## Extrait fourni
Que vont faire les 50 ?

Ils sont cinquante, 25 hommes et 25 femmes, pour nous représenter à l’assemblée départementale de l’Hérault. Démocratiquement élus en mars, leur légitimité est incontestable mais quel va être leur pouvoir réel pour améliorer significativement la situation ? Auront-ils la volonté de remettre en cause le fonctionnement de l’institution? Auront-ils le cran d’agir en profondeur en conjuguant le bien commun et l’intérêt individuel ?

Compte tenu de l’abstention lors des élections, les conseillers départementaux sont affaiblis car ils supportent la défiance des français envers la politique telle qu’elle se joue au niveau national.  Par ailleurs la réforme territoriale étant inachevée, ils ne savent pas encore précisément ce que seront leurs compétences.

Dans ce contexte, les 50 conseillers de l’Hérault doivent  réaliser que leur vrai pouvoir est le pouvoir de proposition. Ils doivent s’en emparer et agir avec détermination. Ils se doivent de démontrer que département n’est pas la structure archaïque qu’on nous a décrite et dont il faut se débarrasser au plus vite pour faire des économies. Le département, héritier de la Révolution, a su s’adapter et a traversé tous les régimes depuis 1790. Ce n’est pas un hasard. Nos conseillers et conseillères fraichement élus doivent  à leur tour prouver que le département peut servir une fois encore pour réussir la transition vers une société moderne. 
A eux de lancer un mouvement qui ne viendra pas du sommet de l’état coupé des réalités. Ils n’ont rien à attendre non plus des partis  repliés sur eux mêmes, qui ne sont plus représentatifs de la société et dont les chefs sont préoccupés avant tout de leurs carrières.

Le département dispose d’un énorme budget de 1,5 milliards. Le gérer efficacement implique de faire des choix politiques clairs, de refuser la fatalité et d’innover sur le terrain social, domaine majeur de l’action départementale.

L’aide sociale par exemple ne peut se réduire à une assistance envers les plus défavorisés avec pour seul critère d’appréciation le coût pour la collectivité. Il faut revenir  à l’esprit de l’universalité des droits déjà défendus sous la 3ème république par Léon Bourgeois et les solidaristes.

Dénoncer l’assistanat et condamner  tous les assistés supposés responsables de leur sort est injuste et inacceptable. Rendre autonomes les individus est bien sûr souhaitable  mais pour atteindre cet objectif encore faut-il mettre en place des politiques qui combattent les inégalités qui pèsent sur leur destin.  Ne pas avoir de logement fixe est par exemple un handicap majeur qui mène à l’exclusion. Etre éduqué puis bénéficier de la formation continue tout au long de sa vie  est le meilleur rempart contre le risque de licenciement.  Le droit au logement comme le droit à la formation professionnelle ne doivent pas être que des slogans. Comme la maladie, la vieillesse, le handicap ou d’autres maux, le chômage doit faire parti des risques à couvrir par les politiques sociales de prévention.

Lutter contre le chômage signifie encore œuvrer pour une meilleure efficacité économique. C’est prendre en considération les besoins des entreprises et investir dans les infrastructures pour leur permettre de se développer et d’investir à leur tour. C’est agir également pour que les prestations sociales ne soient pas qu’un système de redistribution de l’impôt mais deviennent aussi un levier pour l’économie sociale et solidaire. Cette économie au service des hommes fourmille d’idées originales dans tous les secteurs d’activités. Pourquoi ne pas exploiter à grande échelle cette piste tout comme celle de la création d’une monnaie citoyenne à l’instar du Wir déjà ancien des entreprises Suisses, du  Galleco plus récent des Bretons ou de l’Eusko des Basques. Ces monnaies locales complémentaires de l’euro se révèlent efficaces pour favoriser le commerce de proximité et les circuits courts.

L’heure n’est plus au conservatisme ni au dogmatisme mais à l’expérimentation, à l’innovation et à la coopération entre les diverses collectivités territoriales. Les citoyens attendent de leurs représentants, quelles que soient  leurs couleurs politiques, qu’ils agissent et alignent leur effort dans la même direction pour des résultats concrets.

## Données fournies

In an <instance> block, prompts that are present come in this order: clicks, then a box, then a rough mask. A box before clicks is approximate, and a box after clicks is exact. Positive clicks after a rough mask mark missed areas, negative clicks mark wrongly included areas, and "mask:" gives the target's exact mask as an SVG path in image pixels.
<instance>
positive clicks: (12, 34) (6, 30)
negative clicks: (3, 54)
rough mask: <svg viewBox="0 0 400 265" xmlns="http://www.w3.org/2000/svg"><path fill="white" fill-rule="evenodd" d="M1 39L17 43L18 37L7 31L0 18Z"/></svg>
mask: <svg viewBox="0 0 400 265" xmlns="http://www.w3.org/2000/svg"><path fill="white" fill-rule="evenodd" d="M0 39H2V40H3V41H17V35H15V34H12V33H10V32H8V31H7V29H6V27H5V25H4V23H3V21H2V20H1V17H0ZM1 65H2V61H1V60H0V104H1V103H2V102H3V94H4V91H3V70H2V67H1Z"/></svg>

## Questions posées
- a) Recopiez le passage de l'extrait sur les conseillers départementaux de l'Hérault qui commence à « L’heure n’est plus » et se termine à « des résultats concrets. ».
- b) D'après l'extrait sur les conseillers départementaux de l'Hérault, pourquoi ces élus sont-ils affaiblis ? Répondez en une à trois phrases.

## Vos réponses
- a)
L’heure n’est plus au conservatisme ni au dogmatisme mais à l’expérimentation, à l’innovation et à la coopération entre les diverses collectivités territoriales. Les citoyens attendent de leurs représentants, quelles que soient  leurs couleurs politiques, qu’ils agissent et alignent leur effort dans la même direction pour des résultats concrets.

- b) Ils sont affaiblis en raison de l'abstention lors des élections. Ils supportent ainsi la défiance des Français envers la politique telle qu'elle se joue au niveau national.